(PROBLEM STATEMENT) Extract every one of the lines below and reproduce each word for word, in the same order.

(TASK INPUT)

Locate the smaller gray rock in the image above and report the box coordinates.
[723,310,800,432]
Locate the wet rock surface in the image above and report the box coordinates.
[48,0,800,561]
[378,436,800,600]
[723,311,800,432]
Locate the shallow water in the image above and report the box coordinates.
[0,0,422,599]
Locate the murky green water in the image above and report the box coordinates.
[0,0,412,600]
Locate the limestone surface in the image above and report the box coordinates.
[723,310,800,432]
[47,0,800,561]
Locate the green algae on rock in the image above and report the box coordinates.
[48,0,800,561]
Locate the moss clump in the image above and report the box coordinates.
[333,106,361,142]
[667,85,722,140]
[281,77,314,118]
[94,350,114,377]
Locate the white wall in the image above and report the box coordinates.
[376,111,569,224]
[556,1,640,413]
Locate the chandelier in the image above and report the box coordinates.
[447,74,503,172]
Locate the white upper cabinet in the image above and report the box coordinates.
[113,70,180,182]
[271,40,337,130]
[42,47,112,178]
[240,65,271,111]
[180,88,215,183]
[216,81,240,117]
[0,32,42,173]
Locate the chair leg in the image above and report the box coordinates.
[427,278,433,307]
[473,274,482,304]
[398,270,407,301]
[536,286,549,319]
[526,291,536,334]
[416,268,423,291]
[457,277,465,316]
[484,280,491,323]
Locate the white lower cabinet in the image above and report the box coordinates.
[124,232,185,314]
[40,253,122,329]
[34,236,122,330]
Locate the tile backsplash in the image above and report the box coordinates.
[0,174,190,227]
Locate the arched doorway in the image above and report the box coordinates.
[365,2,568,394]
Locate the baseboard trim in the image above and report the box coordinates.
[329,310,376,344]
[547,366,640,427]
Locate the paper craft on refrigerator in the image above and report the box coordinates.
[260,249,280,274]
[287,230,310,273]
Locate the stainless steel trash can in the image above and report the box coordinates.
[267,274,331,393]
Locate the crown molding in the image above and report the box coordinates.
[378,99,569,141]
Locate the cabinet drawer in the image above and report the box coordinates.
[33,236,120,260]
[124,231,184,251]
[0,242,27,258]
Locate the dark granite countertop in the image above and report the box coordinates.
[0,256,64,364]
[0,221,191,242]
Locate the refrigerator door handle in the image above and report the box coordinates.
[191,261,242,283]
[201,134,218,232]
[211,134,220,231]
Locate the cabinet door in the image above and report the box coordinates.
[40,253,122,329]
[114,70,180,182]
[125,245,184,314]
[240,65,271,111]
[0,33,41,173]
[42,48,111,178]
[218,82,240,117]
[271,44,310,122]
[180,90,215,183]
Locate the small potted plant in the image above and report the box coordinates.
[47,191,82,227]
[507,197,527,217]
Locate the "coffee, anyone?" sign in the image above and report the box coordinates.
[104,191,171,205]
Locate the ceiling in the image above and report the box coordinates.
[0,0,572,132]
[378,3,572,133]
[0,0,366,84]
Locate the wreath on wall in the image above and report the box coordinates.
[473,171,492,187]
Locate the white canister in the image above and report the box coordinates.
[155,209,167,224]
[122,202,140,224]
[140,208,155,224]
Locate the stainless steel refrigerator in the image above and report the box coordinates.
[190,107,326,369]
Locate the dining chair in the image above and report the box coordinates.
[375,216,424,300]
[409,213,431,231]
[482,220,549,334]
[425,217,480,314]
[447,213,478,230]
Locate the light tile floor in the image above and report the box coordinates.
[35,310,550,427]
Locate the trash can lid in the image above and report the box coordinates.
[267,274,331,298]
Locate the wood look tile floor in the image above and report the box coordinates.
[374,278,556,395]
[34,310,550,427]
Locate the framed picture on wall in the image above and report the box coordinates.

(TASK RESPONSE)
Locate the smaller gray rock in the image above and report the box coordinates.
[723,310,800,432]
Locate the wet rock surface in the image above and report the box coordinates.
[48,0,800,561]
[378,436,800,600]
[723,311,800,432]
Locate the shallow water in the image above and report the box coordinates.
[0,0,422,599]
Locate the murky green water in the image above and report the box coordinates.
[0,0,412,600]
Locate the limestone surface in the image above and report the box coordinates.
[723,310,800,432]
[47,0,800,561]
Locate the green algae on rock in the image above and report the box coordinates.
[48,0,800,561]
Locate the moss clump in the image above and report the box coordinates.
[333,106,361,142]
[667,85,722,140]
[281,77,314,118]
[94,350,114,377]
Locate the white wall in the image above and report the box coordinates.
[376,111,569,224]
[556,1,640,413]
Locate the chandelier in the image above and report the box coordinates.
[447,74,503,172]
Locate the white upper cabinet in the image above and report the box coordinates.
[113,70,180,182]
[271,40,337,130]
[42,47,112,178]
[240,65,271,111]
[180,88,215,183]
[216,81,240,117]
[0,32,42,173]
Locate the chair leg in the image above and report the box coordinates.
[427,278,433,307]
[473,274,482,304]
[398,270,407,301]
[536,286,549,319]
[526,291,536,334]
[416,268,423,291]
[457,277,465,316]
[484,280,491,323]
Locate the white lower cabinet in the image above and report the box coordinates.
[124,232,185,314]
[40,253,122,329]
[34,236,122,330]
Locate the tile backsplash in the image above and report the box coordinates.
[0,174,190,227]
Locate the arched doorway in the image above and report the box coordinates.
[365,2,568,394]
Locate the baseboard trim in the image above and report the box coordinates.
[329,310,376,344]
[547,366,640,427]
Locate the paper craft on refrigerator in the image above and report the box coordinates.
[260,249,280,274]
[287,230,310,273]
Locate the stainless steel trash can in the image above and report the box coordinates.
[267,274,331,393]
Locate the crown molding in the image above and report the box coordinates.
[378,99,569,141]
Locate the cabinet drawer in the image above and report the box coordinates.
[33,236,120,260]
[124,231,184,251]
[0,242,27,258]
Locate the dark granite countertop in the image above and report the box coordinates.
[0,256,64,364]
[0,221,191,242]
Locate the refrigerator door handle in the image above and report the box coordinates.
[191,261,242,283]
[201,134,218,232]
[211,134,220,231]
Locate the cabinet door in the image above and report the box coordinates.
[40,253,122,329]
[114,70,180,182]
[125,245,184,314]
[240,65,271,111]
[0,33,41,173]
[42,48,111,178]
[218,82,240,117]
[271,44,310,122]
[180,90,215,183]
Locate the small potted plant in the image above and report the box coordinates.
[47,191,82,227]
[507,197,527,217]
Locate the "coffee, anyone?" sign in the image above and report the box coordinates.
[104,191,171,205]
Locate the ceiling in the image above and report the box coordinates.
[0,0,572,132]
[378,3,572,133]
[0,0,366,84]
Locate the wreath on wall in the image above and report the box coordinates.
[473,171,492,187]
Locate the white canister in the image above and report the box coordinates.
[155,209,167,224]
[122,202,140,224]
[140,208,155,224]
Locate the stainless steel refrigerator in the image above and report the box coordinates.
[190,107,326,369]
Locate the dining chair in the image above and report the box coordinates.
[375,216,424,300]
[409,213,431,231]
[482,220,549,334]
[425,217,480,314]
[447,213,478,230]
Locate the light tile floor in the image above and report the box coordinates.
[35,310,550,427]
Locate the trash can lid in the image above and report the box coordinates.
[267,274,331,298]
Locate the wood look tile floor in the image above and report the box coordinates.
[374,278,556,395]
[34,310,550,427]
Locate the framed picture on wall in the image above and report the box coordinates.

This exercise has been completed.